» **Document section**:
▽

# Veneer columns for my front awning



## joeyboy (Apr 10, 2007)

Well, you may've seen the old school columns that support my awning in another thread, but here they are again for reference. They were one of the biggest things in the front yard that screamed 'old'!

So, I built veneer columns around them. Essentially, they're just big, wooden boxes. The boxes were made of plywood (waterproof/resistant sealed) and pressure treated lumber. They were made sturdy, and once in place, they were heavily reinforced with all kinds of 'L' braces and stuff (I literally spent almost $150 on just the metal reinforcement pieces and all the tapcons). The boxes fit in between the slab and the ceiling perfectly, needing to be rubber malleted into place. They were assembled around the old columns, which are still in tact inside these wooden veneers. Once assembled, they were screwed into both the ceiling and the concrete base (lots of tapcons! Must say how much I hate working with tapcons, if I could offer advice on them it's this - buy an extra masonry bit incase you hit rebar and mess your bit up, and drill the hole 1/4" deeper than the tapcon screw, and then use compressed air (I used my computer duster spray) to get dust out of the hole).

Once the box was assembled/secured, we screwed some wood on the top/bottom to make the base/top pieces. The entire thing was then heavily caulked, and tar paper/lathed. I have applied 1 base coat of stucco so far, but will do several more and then the final finish coat (tan pigment impregnated white stucco, with a 'travertine' finish).


----------



## joeyboy (Apr 10, 2007)

Oh, fyi you can see that the house is still just sitting there with the base coat on as well, but in a few weeks the house, columns, mailbox, etc will all be finished with the tan stucco, travertine style. Also note that the bottom of the columns seem to be floating in the air - the only reason I haven't moved the mulch/earth back into place around them is because they've still got stucco coats coming)

I may actually post a pic of my finished stucco wall, but I've only got 1 wall done, and it's under tarps for curing now, so I'll post that when it's ready.


----------



## Tscarborough (Mar 31, 2006)

This and your mailbox look great. Buy yourself a rubbing brick, and hit all of your stucco the next day to get rid of the high spots and ridges. It will save you time and stucco on the final coat.


----------



## joeyboy (Apr 10, 2007)

THAT'S WHAT THOSE THINGS ARE!!! Yeah I'll buy one asap lol!! I did my first wall's finish coat yesterday, some spots I had to use sooo much to make it flat over the bumpy base coat (finish coat = crazy$, since it's white stucco + color powder). That'll help a lot, in fact, half way through the wall I was using my small chisel/trowel to smash off some of the thicker chunks that were causing problems.


----------



## gma2rjc (Nov 21, 2008)

How does everything look now that you're done?

It's been a couple years, but I was just wondering.


----------

△

» **Stated problem A**:
Update only the records, starting at the line that contains "of the riverbank" and ending at the end of the records. Replace "reference point" with "marker point" and leave everything else unchanged.

» **Entries shown**:
▽

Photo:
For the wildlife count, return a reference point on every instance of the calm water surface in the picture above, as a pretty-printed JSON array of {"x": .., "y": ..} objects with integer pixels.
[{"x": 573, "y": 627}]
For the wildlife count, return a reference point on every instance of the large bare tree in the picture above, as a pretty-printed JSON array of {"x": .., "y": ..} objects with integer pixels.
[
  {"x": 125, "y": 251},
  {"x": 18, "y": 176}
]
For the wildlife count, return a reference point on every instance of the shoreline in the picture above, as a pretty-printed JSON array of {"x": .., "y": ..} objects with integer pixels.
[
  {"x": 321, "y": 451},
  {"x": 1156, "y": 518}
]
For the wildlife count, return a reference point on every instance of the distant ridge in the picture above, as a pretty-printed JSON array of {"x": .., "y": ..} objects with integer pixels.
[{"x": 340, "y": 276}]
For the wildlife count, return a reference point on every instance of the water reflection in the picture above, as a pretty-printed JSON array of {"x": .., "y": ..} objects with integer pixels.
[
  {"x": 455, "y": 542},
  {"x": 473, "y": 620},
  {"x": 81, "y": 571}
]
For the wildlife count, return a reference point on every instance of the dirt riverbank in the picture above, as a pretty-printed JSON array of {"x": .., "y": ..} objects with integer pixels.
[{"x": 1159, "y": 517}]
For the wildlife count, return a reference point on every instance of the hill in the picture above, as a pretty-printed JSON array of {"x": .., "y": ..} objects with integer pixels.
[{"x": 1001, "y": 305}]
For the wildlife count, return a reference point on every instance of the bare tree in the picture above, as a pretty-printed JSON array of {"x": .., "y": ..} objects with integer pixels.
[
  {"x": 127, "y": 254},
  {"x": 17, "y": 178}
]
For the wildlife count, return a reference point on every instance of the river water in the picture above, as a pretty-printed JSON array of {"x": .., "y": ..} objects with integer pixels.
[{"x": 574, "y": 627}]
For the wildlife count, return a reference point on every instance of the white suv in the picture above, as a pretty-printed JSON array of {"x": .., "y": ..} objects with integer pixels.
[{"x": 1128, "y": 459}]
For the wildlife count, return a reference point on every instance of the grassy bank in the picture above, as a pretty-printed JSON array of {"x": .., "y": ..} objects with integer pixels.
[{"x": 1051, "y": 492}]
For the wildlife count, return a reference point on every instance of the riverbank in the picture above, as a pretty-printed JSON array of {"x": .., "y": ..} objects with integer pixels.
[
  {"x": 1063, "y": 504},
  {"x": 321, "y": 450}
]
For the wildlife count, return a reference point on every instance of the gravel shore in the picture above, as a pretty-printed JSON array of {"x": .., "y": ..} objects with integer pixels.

△

» **Stated problem B**:
Retype the part of the forum thread about veneer columns starting at "Oh, fyi you" and ending at "when it's ready.".

» **Exercise solution A**:
For the wildlife count, return a marker point on every instance of the riverbank in the picture above, as a pretty-printed JSON array of {"x": .., "y": ..} objects with integer pixels.
[
  {"x": 1063, "y": 504},
  {"x": 321, "y": 450}
]
For the wildlife count, return a marker point on every instance of the gravel shore in the picture above, as a pretty-printed JSON array of {"x": .., "y": ..} objects with integer pixels.

» **Exercise solution B**:
Oh, fyi you can see that the house is still just sitting there with the base coat on as well, but in a few weeks the house, columns, mailbox, etc will all be finished with the tan stucco, travertine style. Also note that the bottom of the columns seem to be floating in the air - the only reason I haven't moved the mulch/earth back into place around them is because they've still got stucco coats coming)

I may actually post a pic of my finished stucco wall, but I've only got 1 wall done, and it's under tarps for curing now, so I'll post that when it's ready.